▶ _Dataset rows_
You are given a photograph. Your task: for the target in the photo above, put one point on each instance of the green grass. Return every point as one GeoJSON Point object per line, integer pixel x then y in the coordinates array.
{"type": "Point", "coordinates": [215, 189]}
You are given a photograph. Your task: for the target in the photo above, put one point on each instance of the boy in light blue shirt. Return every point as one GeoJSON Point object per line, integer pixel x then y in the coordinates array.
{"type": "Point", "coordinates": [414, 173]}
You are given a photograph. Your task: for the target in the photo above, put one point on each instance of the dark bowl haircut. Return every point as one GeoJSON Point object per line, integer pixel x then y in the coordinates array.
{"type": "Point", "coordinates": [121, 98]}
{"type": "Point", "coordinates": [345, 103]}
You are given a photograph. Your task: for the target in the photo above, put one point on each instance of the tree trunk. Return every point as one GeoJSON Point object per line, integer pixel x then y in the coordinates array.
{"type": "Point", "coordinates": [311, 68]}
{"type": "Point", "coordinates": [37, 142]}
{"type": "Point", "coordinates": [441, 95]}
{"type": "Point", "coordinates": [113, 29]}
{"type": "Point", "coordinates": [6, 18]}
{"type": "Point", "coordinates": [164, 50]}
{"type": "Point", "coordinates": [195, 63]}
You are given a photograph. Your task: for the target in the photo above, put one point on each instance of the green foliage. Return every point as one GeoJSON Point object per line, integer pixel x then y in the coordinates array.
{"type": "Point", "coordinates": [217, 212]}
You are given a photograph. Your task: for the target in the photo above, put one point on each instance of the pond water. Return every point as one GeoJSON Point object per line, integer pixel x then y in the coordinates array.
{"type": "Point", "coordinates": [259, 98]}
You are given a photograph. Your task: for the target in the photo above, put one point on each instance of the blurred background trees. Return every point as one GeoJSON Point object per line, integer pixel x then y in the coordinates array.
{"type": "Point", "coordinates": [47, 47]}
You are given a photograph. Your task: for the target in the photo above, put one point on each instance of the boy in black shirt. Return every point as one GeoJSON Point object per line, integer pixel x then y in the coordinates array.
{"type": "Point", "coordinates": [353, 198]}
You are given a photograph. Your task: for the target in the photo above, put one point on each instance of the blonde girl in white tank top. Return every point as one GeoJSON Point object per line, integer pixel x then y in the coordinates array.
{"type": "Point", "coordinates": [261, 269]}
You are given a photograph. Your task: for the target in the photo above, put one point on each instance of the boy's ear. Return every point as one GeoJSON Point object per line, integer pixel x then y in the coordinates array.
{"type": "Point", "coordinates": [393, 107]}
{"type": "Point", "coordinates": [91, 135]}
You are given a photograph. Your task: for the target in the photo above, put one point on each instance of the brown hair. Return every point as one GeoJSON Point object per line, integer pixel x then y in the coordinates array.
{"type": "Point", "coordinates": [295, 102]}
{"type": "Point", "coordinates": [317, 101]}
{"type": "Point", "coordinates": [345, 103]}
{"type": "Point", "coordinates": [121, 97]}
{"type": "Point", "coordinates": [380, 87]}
...
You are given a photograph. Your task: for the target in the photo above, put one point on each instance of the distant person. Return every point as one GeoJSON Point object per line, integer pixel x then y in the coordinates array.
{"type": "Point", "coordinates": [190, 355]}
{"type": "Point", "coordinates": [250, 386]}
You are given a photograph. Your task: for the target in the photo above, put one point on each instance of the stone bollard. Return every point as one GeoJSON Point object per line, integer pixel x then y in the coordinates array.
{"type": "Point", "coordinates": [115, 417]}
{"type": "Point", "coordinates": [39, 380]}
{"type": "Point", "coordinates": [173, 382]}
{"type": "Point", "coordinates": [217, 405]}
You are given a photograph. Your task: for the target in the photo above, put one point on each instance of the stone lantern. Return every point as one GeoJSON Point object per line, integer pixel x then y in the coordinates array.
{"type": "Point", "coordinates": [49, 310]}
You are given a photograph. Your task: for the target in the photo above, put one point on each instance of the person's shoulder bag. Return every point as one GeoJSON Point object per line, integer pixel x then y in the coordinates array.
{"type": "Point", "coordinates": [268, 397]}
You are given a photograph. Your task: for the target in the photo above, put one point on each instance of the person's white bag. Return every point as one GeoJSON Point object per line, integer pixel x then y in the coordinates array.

▶ _Your task_
Copy out only the lines from the one holding "of the distant" through the one holding "the person's white", with "stone" swapped for "granite" and nothing else altered.

▶ _Response to the exercise_
You are given a photograph. Your task: for the target in the photo above, put one point on each instance of the distant person. Return every point as one GeoJSON Point object per line, integer pixel x then y in the coordinates array.
{"type": "Point", "coordinates": [190, 355]}
{"type": "Point", "coordinates": [250, 386]}
You are given a photograph. Your task: for the target in the photo above, put one point on each instance of the granite bollard. Return every point as one GeoJSON Point object per line, integer pixel x then y in the coordinates array.
{"type": "Point", "coordinates": [115, 417]}
{"type": "Point", "coordinates": [39, 380]}
{"type": "Point", "coordinates": [173, 382]}
{"type": "Point", "coordinates": [217, 405]}
You are given a photograph. Your task: for the target in the photo above, put one point on each instance of the granite lantern. Return every point as one GeoJSON Point object per line, integer pixel x then y in the coordinates array.
{"type": "Point", "coordinates": [49, 310]}
You are given a photograph. Your task: for the target in the photo above, put one point on each instance of the person's shoulder bag. Return every point as one GeoJSON Point object per line, integer pixel x then y in the coordinates array.
{"type": "Point", "coordinates": [268, 397]}
You are given a photograph. Your task: for the target in the photo above, put one point on each instance of the person's white bag. Return every point as one GeoJSON Point object per line, integer pixel x then y in the coordinates array.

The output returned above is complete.